[AIM]: Copy out the listing below, switching every occurrence of "innermost" to "central" and keeping everything else the same.

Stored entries

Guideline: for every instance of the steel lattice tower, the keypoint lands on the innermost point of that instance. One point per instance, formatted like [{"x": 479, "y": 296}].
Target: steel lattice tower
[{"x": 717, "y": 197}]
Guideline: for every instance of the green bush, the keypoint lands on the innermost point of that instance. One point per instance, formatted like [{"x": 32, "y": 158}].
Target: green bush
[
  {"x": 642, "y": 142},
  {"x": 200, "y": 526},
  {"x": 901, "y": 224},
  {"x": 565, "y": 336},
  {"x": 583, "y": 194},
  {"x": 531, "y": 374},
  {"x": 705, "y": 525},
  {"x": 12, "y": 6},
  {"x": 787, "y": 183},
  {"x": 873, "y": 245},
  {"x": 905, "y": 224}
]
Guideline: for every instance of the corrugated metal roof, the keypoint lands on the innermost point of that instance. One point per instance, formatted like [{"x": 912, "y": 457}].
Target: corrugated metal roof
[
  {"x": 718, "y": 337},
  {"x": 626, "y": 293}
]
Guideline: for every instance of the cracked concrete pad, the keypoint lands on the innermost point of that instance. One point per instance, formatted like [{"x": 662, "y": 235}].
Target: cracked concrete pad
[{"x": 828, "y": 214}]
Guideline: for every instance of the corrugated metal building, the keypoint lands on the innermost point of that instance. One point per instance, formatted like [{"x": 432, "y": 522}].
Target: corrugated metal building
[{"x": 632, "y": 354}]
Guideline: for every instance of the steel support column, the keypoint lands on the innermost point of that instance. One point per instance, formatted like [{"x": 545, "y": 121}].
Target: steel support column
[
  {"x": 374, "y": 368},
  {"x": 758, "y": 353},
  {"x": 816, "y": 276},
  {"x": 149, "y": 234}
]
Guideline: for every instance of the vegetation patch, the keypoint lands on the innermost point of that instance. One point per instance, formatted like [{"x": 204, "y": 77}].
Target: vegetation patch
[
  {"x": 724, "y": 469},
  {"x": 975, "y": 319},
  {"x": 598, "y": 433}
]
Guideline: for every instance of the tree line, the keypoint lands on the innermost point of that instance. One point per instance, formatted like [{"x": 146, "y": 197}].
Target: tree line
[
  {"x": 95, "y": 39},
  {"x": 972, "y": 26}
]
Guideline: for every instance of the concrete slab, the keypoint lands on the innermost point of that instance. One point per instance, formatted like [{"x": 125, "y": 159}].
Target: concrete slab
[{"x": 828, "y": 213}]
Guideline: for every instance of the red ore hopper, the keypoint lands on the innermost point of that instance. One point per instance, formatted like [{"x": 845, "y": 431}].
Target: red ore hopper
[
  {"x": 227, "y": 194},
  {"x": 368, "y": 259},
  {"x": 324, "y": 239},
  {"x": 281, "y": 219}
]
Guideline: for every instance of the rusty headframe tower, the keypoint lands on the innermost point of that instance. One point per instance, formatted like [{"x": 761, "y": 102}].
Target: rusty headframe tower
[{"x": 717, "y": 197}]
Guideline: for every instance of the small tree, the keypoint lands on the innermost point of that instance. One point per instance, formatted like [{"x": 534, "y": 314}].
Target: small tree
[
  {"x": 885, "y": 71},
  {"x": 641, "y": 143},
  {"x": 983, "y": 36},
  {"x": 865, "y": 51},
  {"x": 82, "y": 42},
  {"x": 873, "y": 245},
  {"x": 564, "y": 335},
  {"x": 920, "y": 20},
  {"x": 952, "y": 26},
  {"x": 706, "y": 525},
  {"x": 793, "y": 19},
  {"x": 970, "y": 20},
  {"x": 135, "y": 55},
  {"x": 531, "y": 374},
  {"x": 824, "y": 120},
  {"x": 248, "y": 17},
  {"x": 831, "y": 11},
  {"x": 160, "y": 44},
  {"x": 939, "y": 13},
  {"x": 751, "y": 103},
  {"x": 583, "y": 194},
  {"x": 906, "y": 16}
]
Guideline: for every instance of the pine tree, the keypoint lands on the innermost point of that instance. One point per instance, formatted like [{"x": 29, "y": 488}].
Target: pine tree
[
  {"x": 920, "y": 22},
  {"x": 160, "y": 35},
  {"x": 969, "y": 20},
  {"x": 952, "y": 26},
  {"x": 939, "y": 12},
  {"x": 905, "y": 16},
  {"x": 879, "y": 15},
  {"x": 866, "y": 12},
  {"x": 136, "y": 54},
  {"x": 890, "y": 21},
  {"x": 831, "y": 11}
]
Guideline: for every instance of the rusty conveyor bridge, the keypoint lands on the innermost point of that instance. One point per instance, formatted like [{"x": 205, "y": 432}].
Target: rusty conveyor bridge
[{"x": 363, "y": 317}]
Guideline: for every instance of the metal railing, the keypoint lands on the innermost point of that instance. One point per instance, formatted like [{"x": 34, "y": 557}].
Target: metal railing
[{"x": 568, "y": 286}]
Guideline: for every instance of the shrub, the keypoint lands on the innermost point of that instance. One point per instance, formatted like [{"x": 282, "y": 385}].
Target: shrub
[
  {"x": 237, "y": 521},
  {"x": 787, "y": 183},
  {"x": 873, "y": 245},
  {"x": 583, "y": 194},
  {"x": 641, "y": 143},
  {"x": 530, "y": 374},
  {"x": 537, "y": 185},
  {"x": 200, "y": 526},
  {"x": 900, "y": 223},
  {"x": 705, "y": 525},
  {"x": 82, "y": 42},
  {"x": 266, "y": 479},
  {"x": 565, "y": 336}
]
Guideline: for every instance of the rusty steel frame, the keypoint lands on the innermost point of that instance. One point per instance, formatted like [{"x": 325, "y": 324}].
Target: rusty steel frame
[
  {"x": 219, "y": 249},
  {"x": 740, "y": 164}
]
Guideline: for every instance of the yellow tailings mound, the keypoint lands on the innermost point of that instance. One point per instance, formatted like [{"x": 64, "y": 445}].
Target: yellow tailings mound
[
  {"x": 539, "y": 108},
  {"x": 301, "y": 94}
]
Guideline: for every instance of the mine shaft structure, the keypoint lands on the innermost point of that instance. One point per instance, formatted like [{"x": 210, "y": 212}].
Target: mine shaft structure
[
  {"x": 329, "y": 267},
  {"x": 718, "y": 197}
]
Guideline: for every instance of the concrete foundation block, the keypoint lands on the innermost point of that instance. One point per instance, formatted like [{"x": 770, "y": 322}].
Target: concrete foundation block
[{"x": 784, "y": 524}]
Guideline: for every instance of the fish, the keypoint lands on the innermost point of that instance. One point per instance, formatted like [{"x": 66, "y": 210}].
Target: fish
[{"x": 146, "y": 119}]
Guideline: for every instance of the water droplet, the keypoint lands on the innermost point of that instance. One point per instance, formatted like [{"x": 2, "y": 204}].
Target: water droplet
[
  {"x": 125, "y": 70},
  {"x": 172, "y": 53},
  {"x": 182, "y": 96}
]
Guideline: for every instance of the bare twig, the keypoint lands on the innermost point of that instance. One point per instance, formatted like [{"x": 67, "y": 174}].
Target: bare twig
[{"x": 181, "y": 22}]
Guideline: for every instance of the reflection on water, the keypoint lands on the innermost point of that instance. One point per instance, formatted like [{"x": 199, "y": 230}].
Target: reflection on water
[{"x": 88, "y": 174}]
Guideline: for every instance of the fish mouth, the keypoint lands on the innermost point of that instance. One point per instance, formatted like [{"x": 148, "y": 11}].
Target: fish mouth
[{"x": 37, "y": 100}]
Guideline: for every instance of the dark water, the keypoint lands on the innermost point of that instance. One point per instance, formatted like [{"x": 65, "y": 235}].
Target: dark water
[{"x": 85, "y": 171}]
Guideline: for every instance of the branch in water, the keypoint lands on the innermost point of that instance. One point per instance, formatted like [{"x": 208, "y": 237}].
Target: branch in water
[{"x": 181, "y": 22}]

[THE RESULT]:
Guideline: for every instance of the steel lattice tower, the keypoint lands on the central point of that instance. One point per instance, formatted like [{"x": 479, "y": 296}].
Target: steel lattice tower
[{"x": 717, "y": 197}]
Guideline: for every instance of the green bush, the keypoint lands on the central point of that instance. One point per instance, formatted like [{"x": 32, "y": 158}].
Target: green bush
[
  {"x": 642, "y": 142},
  {"x": 200, "y": 526},
  {"x": 901, "y": 224},
  {"x": 565, "y": 336},
  {"x": 583, "y": 194},
  {"x": 531, "y": 374},
  {"x": 705, "y": 525},
  {"x": 12, "y": 6},
  {"x": 787, "y": 183},
  {"x": 873, "y": 245},
  {"x": 905, "y": 224}
]
Guideline: for every instance of the corrugated metal roof, the keypoint lands on the central point of that instance. One point per instance, formatted like [{"x": 912, "y": 457}].
Target: corrugated metal roof
[
  {"x": 718, "y": 337},
  {"x": 626, "y": 293}
]
Guideline: for every instance of the cracked concrete pad, the keypoint lands on the central point of that instance. One point per instance, formatted like [{"x": 662, "y": 235}].
Target: cracked concrete pad
[{"x": 828, "y": 214}]
Guideline: for every instance of the corrugated metal building, the keypoint lands on the central point of that instance. One point per instance, formatted like [{"x": 432, "y": 522}].
Target: corrugated metal building
[{"x": 632, "y": 354}]
Guideline: for every instance of the steel support column, the keypoint lands on the central point of that instance. One point per instance, formatted like [{"x": 545, "y": 121}].
Target: steel support column
[
  {"x": 374, "y": 368},
  {"x": 758, "y": 353},
  {"x": 816, "y": 276},
  {"x": 149, "y": 234}
]
Guideline: for every instance of the vegetation patch, the keypoint lands on the central point of that instance. One point per instance, formatted like [{"x": 204, "y": 77}].
Target: vegetation patch
[
  {"x": 724, "y": 469},
  {"x": 975, "y": 319},
  {"x": 598, "y": 433}
]
Guideline: for every instance of the tree line, the keypoint lands on the central point of that instance. One point per instance, formatted like [{"x": 146, "y": 197}].
Target: tree line
[
  {"x": 95, "y": 39},
  {"x": 972, "y": 26}
]
Guideline: for every instance of the concrete slab, the keypoint lands on the central point of that instance. One point per instance, formatted like [{"x": 125, "y": 159}].
Target: concrete slab
[{"x": 828, "y": 213}]
Guideline: for every instance of the red ore hopper, the keypoint lands on the central point of that instance. One point per instance, formatted like [{"x": 845, "y": 431}].
Target: red ore hopper
[
  {"x": 227, "y": 194},
  {"x": 368, "y": 259},
  {"x": 324, "y": 239},
  {"x": 281, "y": 219}
]
Guideline: for every instance of the rusty headframe tower, the keypoint lands on the central point of that instance. One point per instance, formatted like [{"x": 761, "y": 102}].
Target: rusty headframe tower
[{"x": 717, "y": 197}]
Guideline: for every instance of the small tree, the keypoint lands on the central point of that instance. One point per instance, formatted like [{"x": 534, "y": 314}].
Target: small tree
[
  {"x": 885, "y": 71},
  {"x": 641, "y": 143},
  {"x": 983, "y": 36},
  {"x": 865, "y": 51},
  {"x": 82, "y": 42},
  {"x": 873, "y": 245},
  {"x": 564, "y": 335},
  {"x": 920, "y": 20},
  {"x": 952, "y": 26},
  {"x": 706, "y": 525},
  {"x": 793, "y": 19},
  {"x": 970, "y": 20},
  {"x": 135, "y": 55},
  {"x": 531, "y": 374},
  {"x": 824, "y": 120},
  {"x": 248, "y": 17},
  {"x": 831, "y": 11},
  {"x": 160, "y": 44},
  {"x": 939, "y": 13},
  {"x": 751, "y": 103},
  {"x": 583, "y": 194},
  {"x": 906, "y": 16}
]
Guideline: for every instance of the pine tree, the keypoint lands on the central point of that instance. One point per instance, formatted like [{"x": 29, "y": 488}].
Target: pine tree
[
  {"x": 920, "y": 22},
  {"x": 160, "y": 35},
  {"x": 969, "y": 20},
  {"x": 952, "y": 26},
  {"x": 939, "y": 12},
  {"x": 905, "y": 16},
  {"x": 879, "y": 15},
  {"x": 866, "y": 12},
  {"x": 136, "y": 54},
  {"x": 890, "y": 21},
  {"x": 831, "y": 11}
]
Guideline: for every instance of the rusty conveyor bridge, the keypoint lands on the central point of that instance. One point per instance, formatted like [{"x": 205, "y": 432}].
Target: rusty conveyor bridge
[{"x": 363, "y": 317}]
Guideline: for every instance of the metal railing, the keypoint lands on the central point of that instance. One point per instance, formatted like [{"x": 34, "y": 557}].
Target: metal railing
[{"x": 568, "y": 286}]
Guideline: for every instance of the shrub, the keypoint lands on the central point of that instance. One point per instance, formatted like [{"x": 282, "y": 385}].
Target: shrub
[
  {"x": 237, "y": 521},
  {"x": 787, "y": 183},
  {"x": 873, "y": 245},
  {"x": 583, "y": 194},
  {"x": 641, "y": 143},
  {"x": 530, "y": 374},
  {"x": 537, "y": 185},
  {"x": 200, "y": 526},
  {"x": 900, "y": 223},
  {"x": 705, "y": 525},
  {"x": 82, "y": 42},
  {"x": 266, "y": 479},
  {"x": 565, "y": 336}
]
Guideline: for every instance of the rusty steel frame, the keypoint lands on the central point of that instance. One point per instance, formatted like [{"x": 325, "y": 324}].
Target: rusty steel frame
[
  {"x": 219, "y": 249},
  {"x": 740, "y": 164}
]
Guideline: for every instance of the yellow tailings mound, the keypoint lands on the central point of that instance. One point per instance, formatted like [{"x": 64, "y": 445}].
Target: yellow tailings mound
[
  {"x": 539, "y": 108},
  {"x": 301, "y": 94}
]
Guideline: for every instance of the mine shaft structure, the keypoint lands on the central point of that instance. One point per instance, formatted like [{"x": 210, "y": 212}].
Target: mine shaft structure
[
  {"x": 329, "y": 267},
  {"x": 718, "y": 197}
]
Guideline: for every instance of the concrete foundation block, the keypoint lands on the central point of that instance. One point per instance, formatted like [{"x": 770, "y": 322}].
Target: concrete foundation block
[{"x": 784, "y": 524}]
Guideline: for every instance of the fish, the keypoint lands on the central point of that instance. One point per instance, formatted like [{"x": 66, "y": 210}].
Target: fish
[{"x": 146, "y": 119}]
Guideline: for every instance of the water droplet, the keypoint lands on the central point of that instance. One point per instance, formatted like [{"x": 2, "y": 204}].
Target: water droplet
[
  {"x": 125, "y": 70},
  {"x": 172, "y": 53},
  {"x": 182, "y": 96}
]
Guideline: for every instance of the bare twig, the keypoint lands on the central point of that instance. One point per instance, formatted like [{"x": 67, "y": 174}].
Target: bare twig
[{"x": 181, "y": 22}]
Guideline: for every instance of the reflection on water, the keypoint lands on the central point of that instance. One point per instance, formatted like [{"x": 199, "y": 230}].
Target: reflection on water
[{"x": 88, "y": 174}]
Guideline: for every instance of the fish mouth, the keypoint lands on the central point of that instance. One point per instance, formatted like [{"x": 148, "y": 11}].
Target: fish mouth
[{"x": 37, "y": 100}]
Guideline: for every instance of the dark water, the keypoint lands on the central point of that instance. One point per instance, formatted like [{"x": 65, "y": 235}].
Target: dark water
[{"x": 85, "y": 171}]
Guideline: for every instance of the branch in water, the keypoint lands on the central point of that instance. One point per instance, formatted like [{"x": 208, "y": 237}].
Target: branch in water
[{"x": 181, "y": 22}]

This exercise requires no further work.